• WORK REQUIRED:
Can you render everything from the start of the entries down to the line containing "x=268, y=210", both included, as a numbered list, leaving out any blank lines?

___ DATA RECORDS ___

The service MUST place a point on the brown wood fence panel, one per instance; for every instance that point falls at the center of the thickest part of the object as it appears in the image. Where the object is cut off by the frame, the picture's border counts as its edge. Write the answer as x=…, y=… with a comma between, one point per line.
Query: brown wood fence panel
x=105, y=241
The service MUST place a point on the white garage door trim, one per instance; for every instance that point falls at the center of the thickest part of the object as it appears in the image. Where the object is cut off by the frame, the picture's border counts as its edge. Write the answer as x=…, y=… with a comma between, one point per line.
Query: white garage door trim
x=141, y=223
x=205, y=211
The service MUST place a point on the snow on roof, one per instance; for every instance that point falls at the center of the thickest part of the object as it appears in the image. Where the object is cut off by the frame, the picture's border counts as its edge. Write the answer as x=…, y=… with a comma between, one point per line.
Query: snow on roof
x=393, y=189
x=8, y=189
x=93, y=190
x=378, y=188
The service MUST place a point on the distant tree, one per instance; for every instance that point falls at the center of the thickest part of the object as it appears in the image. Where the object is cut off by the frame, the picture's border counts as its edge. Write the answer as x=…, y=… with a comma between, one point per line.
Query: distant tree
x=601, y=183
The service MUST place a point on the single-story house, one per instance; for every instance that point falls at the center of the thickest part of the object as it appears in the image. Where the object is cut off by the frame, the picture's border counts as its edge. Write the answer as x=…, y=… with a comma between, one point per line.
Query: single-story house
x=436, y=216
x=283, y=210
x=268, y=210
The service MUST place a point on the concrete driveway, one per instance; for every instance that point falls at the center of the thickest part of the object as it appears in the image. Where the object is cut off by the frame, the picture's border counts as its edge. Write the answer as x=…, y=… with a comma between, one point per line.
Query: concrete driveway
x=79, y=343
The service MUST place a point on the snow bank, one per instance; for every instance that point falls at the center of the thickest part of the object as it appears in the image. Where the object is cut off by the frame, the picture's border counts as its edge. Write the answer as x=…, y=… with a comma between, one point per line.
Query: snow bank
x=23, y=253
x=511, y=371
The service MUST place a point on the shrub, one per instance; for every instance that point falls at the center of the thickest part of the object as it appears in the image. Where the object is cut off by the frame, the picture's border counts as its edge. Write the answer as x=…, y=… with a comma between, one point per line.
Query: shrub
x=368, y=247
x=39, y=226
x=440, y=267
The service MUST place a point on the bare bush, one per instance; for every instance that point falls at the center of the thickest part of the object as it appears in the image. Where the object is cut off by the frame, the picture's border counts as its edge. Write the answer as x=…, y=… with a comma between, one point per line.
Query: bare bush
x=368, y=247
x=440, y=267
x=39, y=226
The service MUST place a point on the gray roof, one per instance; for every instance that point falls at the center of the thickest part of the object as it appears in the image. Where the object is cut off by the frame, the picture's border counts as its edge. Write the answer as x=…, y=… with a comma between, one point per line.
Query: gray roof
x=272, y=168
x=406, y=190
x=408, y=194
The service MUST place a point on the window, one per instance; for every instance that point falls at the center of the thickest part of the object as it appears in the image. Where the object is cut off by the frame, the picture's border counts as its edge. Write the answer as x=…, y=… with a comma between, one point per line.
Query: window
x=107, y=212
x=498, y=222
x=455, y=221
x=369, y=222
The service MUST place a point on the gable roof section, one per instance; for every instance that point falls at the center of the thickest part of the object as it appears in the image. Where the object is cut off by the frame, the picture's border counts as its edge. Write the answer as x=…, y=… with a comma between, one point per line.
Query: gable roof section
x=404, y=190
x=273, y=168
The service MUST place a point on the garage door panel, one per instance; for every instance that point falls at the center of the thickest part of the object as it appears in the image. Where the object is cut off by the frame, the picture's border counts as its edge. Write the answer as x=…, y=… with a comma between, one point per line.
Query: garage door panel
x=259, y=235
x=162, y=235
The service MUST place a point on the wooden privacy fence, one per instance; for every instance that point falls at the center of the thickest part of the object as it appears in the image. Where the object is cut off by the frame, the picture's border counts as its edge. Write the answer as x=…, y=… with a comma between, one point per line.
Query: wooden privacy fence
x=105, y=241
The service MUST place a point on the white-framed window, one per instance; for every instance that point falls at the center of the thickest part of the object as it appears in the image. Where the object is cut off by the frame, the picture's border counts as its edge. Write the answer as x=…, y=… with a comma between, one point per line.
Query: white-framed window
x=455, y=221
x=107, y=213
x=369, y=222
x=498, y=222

___

• FINAL ANSWER:
1. The service MUST place a point on the brown wood fence panel, one per instance; for every instance that point falls at the center of the thickest part of the object as it appears in the image. Where the object is cut off by the frame, the picture's border counts as its edge. Write the answer as x=…, y=… with a comma between, one point per line.
2. Query: brown wood fence panel
3. x=105, y=241
4. The service MUST place a point on the white garage door trim, one per instance; for every instance that point falls at the center of the thickest part of the object as it appears in the image. Where the object is cut off by the frame, the picture's border counts as its edge. Write the answer as x=…, y=… with a comma between, one point per line.
5. Query: white garage door trim
6. x=141, y=223
7. x=205, y=211
8. The service MUST place a point on the snow on roof, one per instance; for every instance that point falls at the center of the thickest part of the object as it appears in the image. Where the object is cut off by the frame, the picture's border counts as its edge. Write the answer as x=…, y=… with a comma between, one point per line.
9. Query: snow on roof
10. x=393, y=189
11. x=8, y=189
12. x=93, y=190
13. x=378, y=188
14. The service MUST place a point on the distant tree, one per instance; for every instance that point falls at the center of the thickest part of the object as it appears in the image. Where the object is cut off by the frame, the picture's border counts as its edge. Write the answer as x=…, y=… with a comma between, one point per line.
15. Query: distant tree
16. x=601, y=183
17. The service MUST place a point on the single-story house, one per instance; for every instance that point falls at the center of the thickest part of the object as it appears in the image. Where the object is cut off by the frame, the picture's border counts as its edge. Write the answer as x=…, y=… with a comma between, one point per line.
18. Query: single-story house
19. x=436, y=216
20. x=283, y=210
21. x=268, y=210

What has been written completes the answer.